• Prompt:
In the mailing-list message below about KMACHINE in the kernel manual, which layer is named as the only one where KMACHINE covers a number of MACHINE values?

• Reading passage:
[yocto] in kernel manual, should pick another example for KMACHINE

Rifenbark, Scott M scott.m.rifenbark at intel.com
Thu Mar 5 08:56:46 PST 2015


I like Nathan's suggestion for the text.  Can someone explain to me though why emenlow is not a good example here?  In the linux-yocto_3.14.bbappend file, KMACHINE_emenlow-noemgd is set equal to "emenlow".  Isn't this equating emenlow-noemgd and emenlow?  I am probably mis-understanding it so I could use some further explanation. 

Thanks, 
Scott

>-----Original Message-----
>From: yocto-bounces at yoctoproject.org [mailto:yocto-
>bounces at yoctoproject.org] On Behalf Of Nathan Rossi
>Sent: Thursday, March 05, 2015 5:48 AM
>To: Robert P. J. Day
>Cc: Yocto discussion list
>Subject: Re: [yocto] in kernel manual, should pick another example for
>KMACHINE
>
>On Thu, Mar 5, 2015 at 10:03 PM, Robert P. J. Day <rpjday at crashcourse.ca>
>wrote:
>>
>>   in section 3.2 of the kernel dev manual, there is a discussion of
>> KMACHINE and how it is *typically* set to the same value as MACHINE,
>> but there are cases where that might not be true; however, the example
>> used to demonstrate this -- emenlow and emenlow-noemgd -- doesn't
>seem
>> appropriate as there is no "emenlow" machine definition file anymore
>> in meta-intel. AFAICT, all of those non-noemgd machine definitions are
>> gone.
>>
>>   in all the layers i have checked out, the only layer where i see
>> KMACHINE covering a number of MACHINE values is meta-xilinx
>> (zynq-based machines). it sounds picky but, when demonstrating some
>> concept, i think it's important that examples used actually exist in
>> the code base in case people want to check.

• Given records:
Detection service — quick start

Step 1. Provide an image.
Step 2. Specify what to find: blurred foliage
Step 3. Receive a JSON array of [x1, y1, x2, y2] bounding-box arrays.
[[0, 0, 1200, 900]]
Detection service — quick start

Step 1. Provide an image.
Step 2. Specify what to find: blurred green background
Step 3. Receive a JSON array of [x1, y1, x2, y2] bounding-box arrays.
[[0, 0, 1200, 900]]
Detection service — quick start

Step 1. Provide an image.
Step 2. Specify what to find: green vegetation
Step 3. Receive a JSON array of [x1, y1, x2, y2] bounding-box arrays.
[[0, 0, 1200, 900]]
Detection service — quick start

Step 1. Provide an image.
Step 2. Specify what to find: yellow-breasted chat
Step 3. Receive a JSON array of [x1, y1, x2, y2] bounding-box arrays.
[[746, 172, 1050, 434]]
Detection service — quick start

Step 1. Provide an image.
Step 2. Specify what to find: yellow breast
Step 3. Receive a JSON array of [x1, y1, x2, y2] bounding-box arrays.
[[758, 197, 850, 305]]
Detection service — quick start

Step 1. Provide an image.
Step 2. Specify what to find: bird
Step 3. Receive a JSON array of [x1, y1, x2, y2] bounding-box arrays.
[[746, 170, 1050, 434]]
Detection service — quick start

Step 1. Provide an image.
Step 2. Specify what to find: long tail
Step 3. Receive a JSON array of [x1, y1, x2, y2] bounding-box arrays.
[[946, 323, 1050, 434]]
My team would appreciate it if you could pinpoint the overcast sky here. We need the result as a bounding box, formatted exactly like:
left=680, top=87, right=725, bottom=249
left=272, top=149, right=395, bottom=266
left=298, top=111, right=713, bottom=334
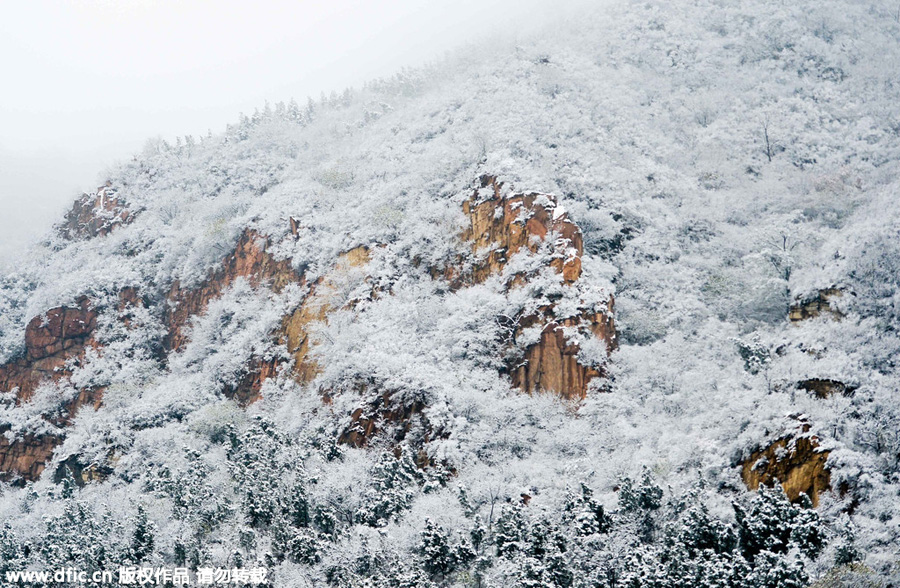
left=0, top=0, right=564, bottom=258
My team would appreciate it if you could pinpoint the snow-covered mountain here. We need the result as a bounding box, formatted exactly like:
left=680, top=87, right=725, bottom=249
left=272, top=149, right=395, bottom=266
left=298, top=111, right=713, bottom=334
left=0, top=0, right=900, bottom=587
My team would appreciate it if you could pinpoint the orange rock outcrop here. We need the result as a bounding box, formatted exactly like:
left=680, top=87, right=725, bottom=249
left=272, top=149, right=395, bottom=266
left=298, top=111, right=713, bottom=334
left=741, top=421, right=831, bottom=506
left=58, top=182, right=134, bottom=240
left=460, top=176, right=616, bottom=400
left=788, top=288, right=844, bottom=323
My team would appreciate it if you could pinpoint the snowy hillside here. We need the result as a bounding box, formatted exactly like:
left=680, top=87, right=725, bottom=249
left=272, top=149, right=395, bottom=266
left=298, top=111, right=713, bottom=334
left=0, top=0, right=900, bottom=588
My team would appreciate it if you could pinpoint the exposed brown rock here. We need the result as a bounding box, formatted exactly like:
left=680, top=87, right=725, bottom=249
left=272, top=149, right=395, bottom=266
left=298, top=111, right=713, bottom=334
left=788, top=288, right=844, bottom=323
left=458, top=176, right=616, bottom=400
left=53, top=454, right=117, bottom=487
left=280, top=246, right=369, bottom=382
left=510, top=306, right=615, bottom=400
left=797, top=378, right=857, bottom=399
left=0, top=298, right=97, bottom=402
left=741, top=422, right=831, bottom=506
left=0, top=288, right=137, bottom=481
left=0, top=427, right=62, bottom=484
left=462, top=176, right=584, bottom=284
left=163, top=230, right=300, bottom=353
left=338, top=392, right=433, bottom=447
left=59, top=182, right=134, bottom=240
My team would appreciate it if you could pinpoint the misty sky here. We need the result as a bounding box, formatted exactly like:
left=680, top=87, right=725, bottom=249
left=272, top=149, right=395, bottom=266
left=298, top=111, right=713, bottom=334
left=0, top=0, right=551, bottom=258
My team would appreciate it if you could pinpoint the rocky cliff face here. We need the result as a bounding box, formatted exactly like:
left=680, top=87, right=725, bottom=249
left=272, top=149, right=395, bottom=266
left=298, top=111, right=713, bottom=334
left=0, top=298, right=103, bottom=481
left=0, top=176, right=616, bottom=482
left=460, top=176, right=616, bottom=400
left=741, top=420, right=831, bottom=506
left=788, top=288, right=844, bottom=323
left=58, top=182, right=134, bottom=240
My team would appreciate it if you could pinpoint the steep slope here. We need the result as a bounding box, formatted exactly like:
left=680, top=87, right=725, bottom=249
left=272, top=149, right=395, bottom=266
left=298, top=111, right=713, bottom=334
left=0, top=1, right=900, bottom=586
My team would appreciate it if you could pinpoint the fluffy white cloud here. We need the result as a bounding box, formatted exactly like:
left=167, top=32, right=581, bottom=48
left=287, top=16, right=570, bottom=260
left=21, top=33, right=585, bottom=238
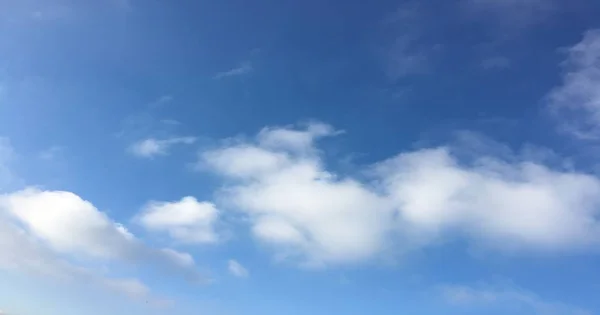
left=138, top=197, right=219, bottom=243
left=0, top=188, right=202, bottom=281
left=377, top=148, right=600, bottom=250
left=548, top=30, right=600, bottom=139
left=227, top=259, right=250, bottom=278
left=202, top=126, right=600, bottom=265
left=439, top=285, right=591, bottom=315
left=129, top=137, right=196, bottom=158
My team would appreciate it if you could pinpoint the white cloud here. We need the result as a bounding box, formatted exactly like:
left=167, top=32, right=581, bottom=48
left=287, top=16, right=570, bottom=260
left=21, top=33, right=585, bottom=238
left=377, top=148, right=600, bottom=251
left=201, top=126, right=600, bottom=265
left=0, top=188, right=203, bottom=281
left=440, top=285, right=591, bottom=315
left=227, top=259, right=250, bottom=278
left=215, top=61, right=254, bottom=79
left=138, top=197, right=219, bottom=243
left=548, top=30, right=600, bottom=139
left=103, top=279, right=150, bottom=299
left=0, top=212, right=150, bottom=298
left=129, top=137, right=196, bottom=158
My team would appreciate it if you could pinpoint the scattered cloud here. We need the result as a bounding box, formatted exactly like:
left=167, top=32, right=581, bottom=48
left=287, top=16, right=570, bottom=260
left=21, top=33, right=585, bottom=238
left=137, top=197, right=219, bottom=243
left=129, top=137, right=196, bottom=158
left=0, top=212, right=151, bottom=298
left=214, top=61, right=254, bottom=79
left=227, top=259, right=250, bottom=278
left=201, top=125, right=600, bottom=266
left=0, top=188, right=204, bottom=282
left=547, top=29, right=600, bottom=140
left=440, top=285, right=591, bottom=315
left=464, top=0, right=560, bottom=32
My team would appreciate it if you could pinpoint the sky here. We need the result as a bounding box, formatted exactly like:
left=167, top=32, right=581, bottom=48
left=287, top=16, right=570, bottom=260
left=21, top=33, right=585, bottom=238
left=0, top=0, right=600, bottom=315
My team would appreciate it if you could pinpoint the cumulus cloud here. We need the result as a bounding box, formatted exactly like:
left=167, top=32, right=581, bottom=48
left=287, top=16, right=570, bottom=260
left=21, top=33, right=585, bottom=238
left=138, top=196, right=219, bottom=243
left=201, top=126, right=600, bottom=265
left=439, top=285, right=591, bottom=315
left=227, top=259, right=250, bottom=278
left=548, top=29, right=600, bottom=139
left=0, top=188, right=202, bottom=281
left=0, top=213, right=151, bottom=298
left=129, top=137, right=196, bottom=158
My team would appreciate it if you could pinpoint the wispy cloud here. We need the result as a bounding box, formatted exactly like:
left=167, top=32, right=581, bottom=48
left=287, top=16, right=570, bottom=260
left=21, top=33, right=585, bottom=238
left=214, top=61, right=254, bottom=79
left=547, top=29, right=600, bottom=140
left=439, top=285, right=591, bottom=315
left=227, top=259, right=250, bottom=278
left=480, top=56, right=511, bottom=70
left=129, top=137, right=196, bottom=158
left=463, top=0, right=560, bottom=30
left=381, top=1, right=440, bottom=80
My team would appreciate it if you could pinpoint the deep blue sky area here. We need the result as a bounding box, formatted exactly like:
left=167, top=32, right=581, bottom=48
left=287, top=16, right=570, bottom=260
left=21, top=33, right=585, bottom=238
left=0, top=0, right=600, bottom=315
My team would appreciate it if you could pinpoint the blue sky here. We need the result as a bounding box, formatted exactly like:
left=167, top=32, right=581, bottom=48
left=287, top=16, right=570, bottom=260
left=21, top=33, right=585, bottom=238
left=0, top=0, right=600, bottom=315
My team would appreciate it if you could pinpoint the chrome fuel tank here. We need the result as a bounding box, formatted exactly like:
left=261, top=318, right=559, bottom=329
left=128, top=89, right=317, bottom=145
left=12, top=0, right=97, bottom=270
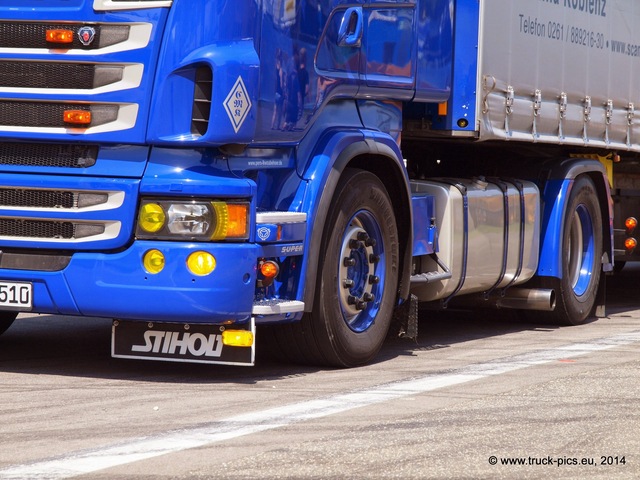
left=411, top=177, right=541, bottom=301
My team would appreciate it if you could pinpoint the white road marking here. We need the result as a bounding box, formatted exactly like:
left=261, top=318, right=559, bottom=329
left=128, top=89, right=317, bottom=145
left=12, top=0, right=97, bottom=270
left=0, top=331, right=640, bottom=480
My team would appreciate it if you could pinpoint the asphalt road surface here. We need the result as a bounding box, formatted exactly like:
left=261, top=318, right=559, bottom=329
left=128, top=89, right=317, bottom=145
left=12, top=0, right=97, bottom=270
left=0, top=265, right=640, bottom=479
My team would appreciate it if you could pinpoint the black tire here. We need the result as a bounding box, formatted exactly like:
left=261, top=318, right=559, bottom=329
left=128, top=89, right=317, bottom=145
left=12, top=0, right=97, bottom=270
left=544, top=176, right=602, bottom=325
left=268, top=169, right=399, bottom=367
left=0, top=312, right=18, bottom=335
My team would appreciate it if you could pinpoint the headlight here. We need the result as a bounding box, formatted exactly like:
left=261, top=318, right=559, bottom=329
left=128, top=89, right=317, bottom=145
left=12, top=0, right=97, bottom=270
left=136, top=199, right=249, bottom=241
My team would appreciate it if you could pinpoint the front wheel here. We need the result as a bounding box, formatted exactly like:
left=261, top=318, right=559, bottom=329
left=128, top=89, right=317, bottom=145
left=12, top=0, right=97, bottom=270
left=264, top=169, right=399, bottom=367
left=548, top=176, right=602, bottom=325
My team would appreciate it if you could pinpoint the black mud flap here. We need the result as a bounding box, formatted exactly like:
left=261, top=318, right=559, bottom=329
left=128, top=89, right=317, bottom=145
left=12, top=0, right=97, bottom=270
left=111, top=318, right=256, bottom=366
left=389, top=294, right=418, bottom=342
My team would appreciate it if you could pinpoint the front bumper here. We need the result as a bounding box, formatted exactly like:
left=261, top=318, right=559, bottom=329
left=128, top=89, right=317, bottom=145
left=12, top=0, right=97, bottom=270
left=0, top=241, right=259, bottom=324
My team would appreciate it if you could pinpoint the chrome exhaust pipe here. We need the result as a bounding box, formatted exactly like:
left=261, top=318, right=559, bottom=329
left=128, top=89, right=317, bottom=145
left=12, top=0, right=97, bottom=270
left=496, top=288, right=556, bottom=312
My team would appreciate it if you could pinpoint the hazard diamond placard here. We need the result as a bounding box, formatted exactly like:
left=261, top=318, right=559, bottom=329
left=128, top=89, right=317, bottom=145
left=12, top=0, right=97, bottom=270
left=224, top=77, right=251, bottom=133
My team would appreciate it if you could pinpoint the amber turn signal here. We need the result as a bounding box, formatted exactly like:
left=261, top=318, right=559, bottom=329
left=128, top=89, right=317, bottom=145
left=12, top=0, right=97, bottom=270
left=46, top=29, right=73, bottom=43
left=63, top=110, right=91, bottom=125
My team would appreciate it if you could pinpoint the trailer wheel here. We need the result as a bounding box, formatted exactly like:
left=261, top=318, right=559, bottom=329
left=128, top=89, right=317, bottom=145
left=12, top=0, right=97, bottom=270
left=0, top=312, right=18, bottom=335
left=262, top=169, right=399, bottom=367
left=552, top=176, right=602, bottom=325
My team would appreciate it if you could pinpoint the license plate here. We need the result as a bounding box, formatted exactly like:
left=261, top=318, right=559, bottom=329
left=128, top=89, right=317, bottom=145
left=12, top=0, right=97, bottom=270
left=0, top=281, right=33, bottom=312
left=111, top=319, right=255, bottom=365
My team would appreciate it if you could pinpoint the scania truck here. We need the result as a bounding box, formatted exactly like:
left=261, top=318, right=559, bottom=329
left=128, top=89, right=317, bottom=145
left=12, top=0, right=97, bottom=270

• Correct result:
meta-xilinx, with its zynq-based machines.